TEXTO EXIBIDO
Em minha crítica de Golden Kamuy, longa de 2024 que iniciou a adaptação live-action do longevo mangá homônimo de Satoru Noda, afirmei que ele se parecia demais com uma série, inclusive chegando a um encerramento típico de final de temporada, que interrompe a ação sem uma efetiva conclusão. Eis que, menos de um ano depois de sua estreia no Netflix, a continuação do filme inusitadamente chega ao serviço de streaming como uma série de nove episódios, batizada de Golden Kamuy 2: A Caça aos Prisioneiros em Hokkaido, com o mesmo elenco, diretor e roteirista, além de valores de produção idênticos, com mais espaço para lidar com uma narrativa que, ao tentar se aproximar o máximo possível do mangá, ganha aquele sabor de algo interminável que, não tenho dúvida, pode ser um problema a longo prazo, mas que, aqui, continua funcionando bem.
O ex-soldado japonês Sugimoto, o Imortal (Kento Yamazaki) e sua companheira Asirpa (Anna Yamada), do povo Ainu, original de Hokkaido, continuam sua jornada pela ilha ao norte do arquipélago nipônico, no começo do século XX, em busca dos remanescentes dos 24 prisioneiros com tatuagens com pedaços de um mapa que leva a um tesouro, o ouro roubado do povo de Asirpa e que, claro, diversos outros grupos almejam obter. Ao lado de Yoshitake Shiraishi (Yūma Yamoto), um desses prisioneiros que se autodenomina Rei das Fugas e que se dispõe à ajudar a dupla, e de outros que vão aos poucos aliando-se a eles, a temporada é uma constante e literal jornada pelas mais variadas cidades e vilarejos de Hokkaido atrás dos tatuados e ao mesmo tempo em fuga dos soldados da 7ª Divisão comandados por Tokushirō Tsurumi (Hiroshi Tamaki) e de um grupo menor, de aliança maleável, liderado pelo ancião Toshizō Hijikata (Hiroshi Tachi), com um desfile de personagens bizarros sendo apresentados ao longo do caminho.
Os roteiros de Tsutomu Kuroiwa tentam fazer a complexa mágica de se manter fiel ao mangá tanto em sua estrutura narrativa que tem drama, humor, sátira e muita violência, como com os fatos históricos que emprestam uma ótima camada de “realismo em segundo plano”, por assim dizer, em que tudo o que vemos é completamente fictício, claro, mas com um gostinho de pesquisa com os pés fincados em uma realidade pouco explorada no audiovisual, inclusive no japonês, e que dá destaque ao povo Ainu, suas tradições e talvez principalmente hábito alimentares – a comida é da essência tanto do filme quanto da série -, além do lado histórico que fala das consequências da Guerra Russo-Japonesa e do crescimento da região durante o final da Era Meiji. E, ao tentar equilibrar tudo, Kuroiwa acaba criando uma obra que é tonalmente enlouquecida dada a variedade de situações que os protagonistas precisam lidar, seja uma singela caçada ao lobo branco que serve de anjo da guarda para Asirpa ou um taxidermista insano que faria Jame “Buffalo Bill” Gumb, o serial killer de O Silêncio dos Inocentes para quem não lembra, parecer um educado costureiro de madame, e isso pode levar a um certo grau (plenamente justificado) de estranhamento por parte do espectador.

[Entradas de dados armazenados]
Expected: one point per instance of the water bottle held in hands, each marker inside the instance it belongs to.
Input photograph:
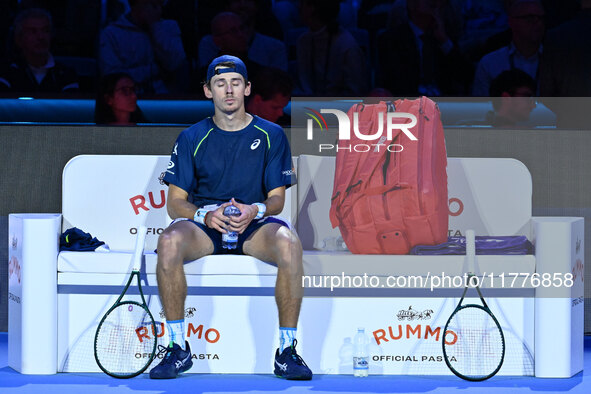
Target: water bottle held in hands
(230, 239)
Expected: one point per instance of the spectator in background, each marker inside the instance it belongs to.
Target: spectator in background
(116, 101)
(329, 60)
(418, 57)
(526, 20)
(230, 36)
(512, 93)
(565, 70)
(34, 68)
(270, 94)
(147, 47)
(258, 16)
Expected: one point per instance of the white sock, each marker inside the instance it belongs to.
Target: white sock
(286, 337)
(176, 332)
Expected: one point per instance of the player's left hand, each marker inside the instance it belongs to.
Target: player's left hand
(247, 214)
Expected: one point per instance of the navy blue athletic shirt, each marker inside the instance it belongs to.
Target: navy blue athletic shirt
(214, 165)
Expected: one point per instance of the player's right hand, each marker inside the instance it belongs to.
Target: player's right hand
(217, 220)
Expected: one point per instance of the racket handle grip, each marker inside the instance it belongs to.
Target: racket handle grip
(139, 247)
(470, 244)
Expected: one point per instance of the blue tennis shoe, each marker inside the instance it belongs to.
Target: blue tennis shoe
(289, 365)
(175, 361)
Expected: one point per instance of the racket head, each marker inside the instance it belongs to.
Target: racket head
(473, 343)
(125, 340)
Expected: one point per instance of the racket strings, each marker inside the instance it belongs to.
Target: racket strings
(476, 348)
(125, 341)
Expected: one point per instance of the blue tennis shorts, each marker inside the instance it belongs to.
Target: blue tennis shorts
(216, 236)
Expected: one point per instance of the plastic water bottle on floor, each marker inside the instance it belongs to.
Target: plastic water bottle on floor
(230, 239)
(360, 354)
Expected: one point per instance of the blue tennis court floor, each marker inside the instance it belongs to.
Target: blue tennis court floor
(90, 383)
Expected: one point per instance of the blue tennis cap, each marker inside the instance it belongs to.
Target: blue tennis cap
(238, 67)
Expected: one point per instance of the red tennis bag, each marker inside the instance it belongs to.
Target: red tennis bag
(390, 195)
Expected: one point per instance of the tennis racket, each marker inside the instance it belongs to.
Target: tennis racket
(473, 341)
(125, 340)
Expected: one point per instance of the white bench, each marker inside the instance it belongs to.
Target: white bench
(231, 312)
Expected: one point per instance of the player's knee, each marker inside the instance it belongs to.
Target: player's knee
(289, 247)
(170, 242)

INSTRUÇÕES
Na crítica acima, identifique cada personagem cujo intérprete aparece entre parênteses e indique o nome desse ator ou atriz.

TAREFA CONCLUÍDA
- Sugimoto, o Imortal: Kento Yamazaki
- Asirpa: Anna Yamada
- Yoshitake Shiraishi: Yūma Yamoto
- Tokushirō Tsurumi: Hiroshi Tamaki
- Toshizō Hijikata: Hiroshi Tachi